## TASK STATEMENT
Each record that follows should be repeated exactly, minus any images.

## RECORD LIST
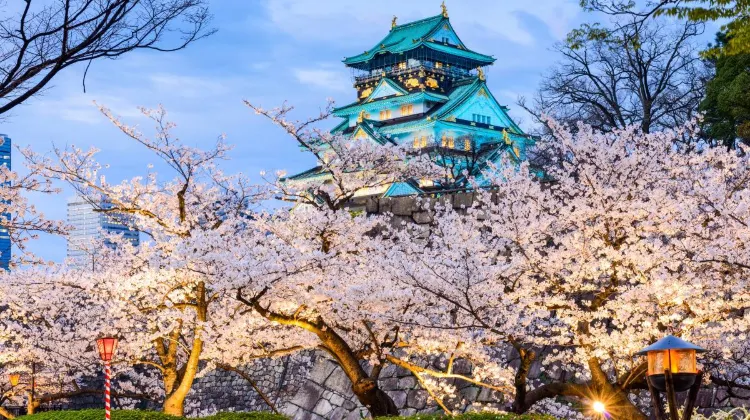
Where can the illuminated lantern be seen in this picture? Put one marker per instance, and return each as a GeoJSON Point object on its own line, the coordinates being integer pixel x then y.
{"type": "Point", "coordinates": [673, 355]}
{"type": "Point", "coordinates": [107, 347]}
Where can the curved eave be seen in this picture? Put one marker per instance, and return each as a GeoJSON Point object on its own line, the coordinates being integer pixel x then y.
{"type": "Point", "coordinates": [390, 100]}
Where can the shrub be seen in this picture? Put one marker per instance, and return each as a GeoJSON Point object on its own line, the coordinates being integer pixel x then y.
{"type": "Point", "coordinates": [244, 416]}
{"type": "Point", "coordinates": [142, 415]}
{"type": "Point", "coordinates": [99, 415]}
{"type": "Point", "coordinates": [473, 416]}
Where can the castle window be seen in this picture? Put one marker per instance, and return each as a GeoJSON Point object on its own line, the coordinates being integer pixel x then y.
{"type": "Point", "coordinates": [483, 119]}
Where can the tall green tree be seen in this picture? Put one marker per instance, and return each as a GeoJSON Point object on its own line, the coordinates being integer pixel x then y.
{"type": "Point", "coordinates": [735, 12]}
{"type": "Point", "coordinates": [726, 106]}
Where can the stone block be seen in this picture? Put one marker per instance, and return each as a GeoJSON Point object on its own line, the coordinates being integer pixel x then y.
{"type": "Point", "coordinates": [323, 407]}
{"type": "Point", "coordinates": [336, 400]}
{"type": "Point", "coordinates": [389, 384]}
{"type": "Point", "coordinates": [408, 382]}
{"type": "Point", "coordinates": [338, 382]}
{"type": "Point", "coordinates": [417, 399]}
{"type": "Point", "coordinates": [322, 370]}
{"type": "Point", "coordinates": [308, 395]}
{"type": "Point", "coordinates": [469, 394]}
{"type": "Point", "coordinates": [399, 398]}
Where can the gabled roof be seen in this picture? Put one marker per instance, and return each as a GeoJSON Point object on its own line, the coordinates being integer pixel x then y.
{"type": "Point", "coordinates": [384, 88]}
{"type": "Point", "coordinates": [368, 128]}
{"type": "Point", "coordinates": [414, 35]}
{"type": "Point", "coordinates": [355, 107]}
{"type": "Point", "coordinates": [399, 189]}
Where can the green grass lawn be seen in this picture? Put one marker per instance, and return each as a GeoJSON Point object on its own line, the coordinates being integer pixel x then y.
{"type": "Point", "coordinates": [142, 415]}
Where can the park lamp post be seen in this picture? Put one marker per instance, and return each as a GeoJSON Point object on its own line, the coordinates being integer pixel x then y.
{"type": "Point", "coordinates": [107, 347]}
{"type": "Point", "coordinates": [672, 368]}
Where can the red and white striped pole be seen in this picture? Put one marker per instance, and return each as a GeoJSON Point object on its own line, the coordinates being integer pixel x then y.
{"type": "Point", "coordinates": [107, 390]}
{"type": "Point", "coordinates": [107, 347]}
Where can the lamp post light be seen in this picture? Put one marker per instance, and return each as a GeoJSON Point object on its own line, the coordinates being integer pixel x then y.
{"type": "Point", "coordinates": [107, 347]}
{"type": "Point", "coordinates": [672, 368]}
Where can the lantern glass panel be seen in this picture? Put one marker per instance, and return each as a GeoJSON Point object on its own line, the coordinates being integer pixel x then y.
{"type": "Point", "coordinates": [658, 361]}
{"type": "Point", "coordinates": [106, 347]}
{"type": "Point", "coordinates": [683, 361]}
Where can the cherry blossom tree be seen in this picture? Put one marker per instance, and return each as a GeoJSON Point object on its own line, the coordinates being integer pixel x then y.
{"type": "Point", "coordinates": [626, 239]}
{"type": "Point", "coordinates": [159, 296]}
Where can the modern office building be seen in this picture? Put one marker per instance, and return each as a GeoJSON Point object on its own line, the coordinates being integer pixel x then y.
{"type": "Point", "coordinates": [5, 247]}
{"type": "Point", "coordinates": [89, 228]}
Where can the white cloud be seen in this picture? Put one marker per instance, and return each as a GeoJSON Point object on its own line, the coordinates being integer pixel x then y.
{"type": "Point", "coordinates": [346, 22]}
{"type": "Point", "coordinates": [324, 78]}
{"type": "Point", "coordinates": [186, 86]}
{"type": "Point", "coordinates": [80, 107]}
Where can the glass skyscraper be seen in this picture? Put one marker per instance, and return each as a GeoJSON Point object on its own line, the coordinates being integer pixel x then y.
{"type": "Point", "coordinates": [89, 227]}
{"type": "Point", "coordinates": [5, 251]}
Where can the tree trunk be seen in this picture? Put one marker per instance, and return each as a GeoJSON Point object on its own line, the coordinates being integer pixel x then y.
{"type": "Point", "coordinates": [364, 387]}
{"type": "Point", "coordinates": [376, 400]}
{"type": "Point", "coordinates": [174, 404]}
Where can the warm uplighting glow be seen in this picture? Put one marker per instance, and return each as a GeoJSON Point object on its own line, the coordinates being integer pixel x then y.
{"type": "Point", "coordinates": [107, 347]}
{"type": "Point", "coordinates": [599, 407]}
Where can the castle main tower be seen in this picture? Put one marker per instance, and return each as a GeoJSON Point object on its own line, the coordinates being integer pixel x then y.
{"type": "Point", "coordinates": [421, 85]}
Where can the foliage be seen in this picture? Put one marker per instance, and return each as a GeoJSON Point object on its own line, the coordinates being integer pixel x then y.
{"type": "Point", "coordinates": [473, 416]}
{"type": "Point", "coordinates": [144, 415]}
{"type": "Point", "coordinates": [95, 414]}
{"type": "Point", "coordinates": [245, 416]}
{"type": "Point", "coordinates": [646, 74]}
{"type": "Point", "coordinates": [726, 107]}
{"type": "Point", "coordinates": [737, 12]}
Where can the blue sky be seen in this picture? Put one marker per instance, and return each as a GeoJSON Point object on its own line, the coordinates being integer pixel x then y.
{"type": "Point", "coordinates": [269, 51]}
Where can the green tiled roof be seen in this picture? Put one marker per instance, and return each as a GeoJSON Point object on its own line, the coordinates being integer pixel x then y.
{"type": "Point", "coordinates": [393, 100]}
{"type": "Point", "coordinates": [413, 35]}
{"type": "Point", "coordinates": [471, 55]}
{"type": "Point", "coordinates": [400, 189]}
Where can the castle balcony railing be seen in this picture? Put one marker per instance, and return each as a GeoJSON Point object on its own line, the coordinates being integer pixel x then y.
{"type": "Point", "coordinates": [374, 75]}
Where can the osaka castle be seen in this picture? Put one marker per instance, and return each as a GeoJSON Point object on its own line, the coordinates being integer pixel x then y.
{"type": "Point", "coordinates": [422, 87]}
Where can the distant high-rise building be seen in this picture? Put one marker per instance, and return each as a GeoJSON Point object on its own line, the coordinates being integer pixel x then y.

## OUTPUT FOR THIS TASK
Where can the illuminated lantern be seen in this picture? Put one marker per instance, and return each as a GeoJSON Point object on its own line, the coordinates being integer pixel x then y.
{"type": "Point", "coordinates": [673, 355]}
{"type": "Point", "coordinates": [107, 347]}
Where can the curved eave be seen in this picture? Put one marker per instance, and return each as a GeoJSON Point object on its own line, the coordinates being integer pixel x then y.
{"type": "Point", "coordinates": [390, 100]}
Where can the shrub be seen in this picture? Put one marker per instance, and return each as a GeoJSON Point object on its own line, the coordinates being integer pixel x then y.
{"type": "Point", "coordinates": [244, 416]}
{"type": "Point", "coordinates": [142, 415]}
{"type": "Point", "coordinates": [99, 415]}
{"type": "Point", "coordinates": [473, 416]}
Where can the castle window be seen in this picture? Put one marker per instance, and return each as a GeoJSON Point object on its own line, the coordinates being integer pixel x then y.
{"type": "Point", "coordinates": [483, 119]}
Where can the tall green tree be seen in this picture? Put one marker per instance, and return each as a GeoJSON Point object on its own line, the coordinates being integer pixel x then y.
{"type": "Point", "coordinates": [735, 12]}
{"type": "Point", "coordinates": [726, 106]}
Where can the stone block be seen in this picture? Put one marker per instance, and return each as a GeoJSON Point object on its own line, the coordinates being integer pixel x then y.
{"type": "Point", "coordinates": [323, 407]}
{"type": "Point", "coordinates": [336, 400]}
{"type": "Point", "coordinates": [389, 384]}
{"type": "Point", "coordinates": [408, 382]}
{"type": "Point", "coordinates": [338, 382]}
{"type": "Point", "coordinates": [417, 399]}
{"type": "Point", "coordinates": [322, 370]}
{"type": "Point", "coordinates": [308, 395]}
{"type": "Point", "coordinates": [469, 394]}
{"type": "Point", "coordinates": [399, 398]}
Where can the gabled roof be seen in this picture? Put one marker per instance, and return each as a GeoJSON Point object on its own line, the coordinates being integer pixel x then y.
{"type": "Point", "coordinates": [384, 88]}
{"type": "Point", "coordinates": [368, 128]}
{"type": "Point", "coordinates": [414, 35]}
{"type": "Point", "coordinates": [355, 107]}
{"type": "Point", "coordinates": [399, 189]}
Where can the green grass lawn be seen in this picture? Put one marker per instance, and return each as a GeoJSON Point object on its own line, the coordinates being integer pixel x then y.
{"type": "Point", "coordinates": [142, 415]}
Where can the park lamp post be seen in this picture? Put one marker per instance, and return each as a GeoJSON Point object on its own line, the coordinates being integer pixel x then y.
{"type": "Point", "coordinates": [107, 347]}
{"type": "Point", "coordinates": [672, 368]}
Where can the red and white striped pole be seen in this picture? Put one marker per instance, and return each as a GeoJSON Point object on its own line, the coordinates being integer pixel x then y.
{"type": "Point", "coordinates": [107, 390]}
{"type": "Point", "coordinates": [107, 347]}
Where can the lamp post light be seen in this picture? Put one marker per instance, and return each as a GeoJSON Point object on its own line, the coordinates being integer pixel x then y.
{"type": "Point", "coordinates": [107, 347]}
{"type": "Point", "coordinates": [672, 368]}
Where can the lantern glass panel be seen in this picture? Put one marker per instance, and return each as a GeoJSON Point object on its own line, the coordinates being integer pixel x then y.
{"type": "Point", "coordinates": [658, 361]}
{"type": "Point", "coordinates": [106, 347]}
{"type": "Point", "coordinates": [683, 361]}
Where can the cherry blossom tree be seen in this picture? Put one marker per instance, and return each as a GeoJSON Point object on its own line, the coordinates being integer pixel x then y.
{"type": "Point", "coordinates": [626, 239]}
{"type": "Point", "coordinates": [159, 296]}
Where can the modern office building be seen in this picture? Put one marker per instance, and return each as a GeoJSON Point object on its own line, the coordinates being integer pixel x then y.
{"type": "Point", "coordinates": [5, 247]}
{"type": "Point", "coordinates": [89, 228]}
Where can the white cloud be seen in this picture? Put one marker per instance, and return each as a GeoJSON Point object on its own line, the coordinates being integer pixel x then y.
{"type": "Point", "coordinates": [346, 22]}
{"type": "Point", "coordinates": [324, 78]}
{"type": "Point", "coordinates": [186, 86]}
{"type": "Point", "coordinates": [80, 107]}
Where can the glass skyscraper be seen in this picture? Put one marker per instance, and return each as a GeoJSON Point object on its own line, the coordinates being integer pixel x then y.
{"type": "Point", "coordinates": [89, 227]}
{"type": "Point", "coordinates": [5, 251]}
Where can the tree trunk be seen in this picture? Put one marker per instance, and return each as a GeoJSON Point object on its own line, the coordinates being integer pixel x then y.
{"type": "Point", "coordinates": [364, 387]}
{"type": "Point", "coordinates": [376, 400]}
{"type": "Point", "coordinates": [174, 404]}
Where can the warm uplighting glow be seen in this picture? Put one marker per instance, and return each as a GeoJSON Point object on its own line, the coordinates being integer pixel x then y.
{"type": "Point", "coordinates": [107, 347]}
{"type": "Point", "coordinates": [599, 407]}
Where can the castle main tower be seen in this picture? Put one marker per instance, and return each as a GeoJSON Point object on its own line, the coordinates being integer pixel x then y.
{"type": "Point", "coordinates": [421, 85]}
Where can the foliage be seen in this picture? Put one marker per instance, and return each as a GeoJSON Point object on its own line, the coordinates being integer pixel x then y.
{"type": "Point", "coordinates": [473, 416]}
{"type": "Point", "coordinates": [144, 415]}
{"type": "Point", "coordinates": [95, 414]}
{"type": "Point", "coordinates": [245, 416]}
{"type": "Point", "coordinates": [646, 74]}
{"type": "Point", "coordinates": [726, 107]}
{"type": "Point", "coordinates": [737, 12]}
Where can the blue sky be seen in this picture? Put one marker per instance, and return each as a GeoJSON Point object on its own line, the coordinates being integer pixel x then y.
{"type": "Point", "coordinates": [269, 51]}
Where can the green tiled roof be seen in this picture? Put one marker per instance, and return each as a GeoJSON Point object on its own line, the coordinates being integer pixel x then y.
{"type": "Point", "coordinates": [393, 100]}
{"type": "Point", "coordinates": [413, 35]}
{"type": "Point", "coordinates": [471, 55]}
{"type": "Point", "coordinates": [400, 189]}
Where can the castle balcony railing be seen in this picture? Put one marker per instance, and return each as a GeoJSON Point object on its own line, the coordinates being integer pixel x then y.
{"type": "Point", "coordinates": [374, 75]}
Where can the osaka castle be seen in this picture? Put one marker per instance, and return each as a GeoJSON Point object on its own line, the coordinates being integer pixel x then y.
{"type": "Point", "coordinates": [422, 87]}
Where can the distant high-rise building be seen in this picture? Put one marker per instance, and return each as a GeoJSON Point object on its own line, the coordinates being integer pixel x then y.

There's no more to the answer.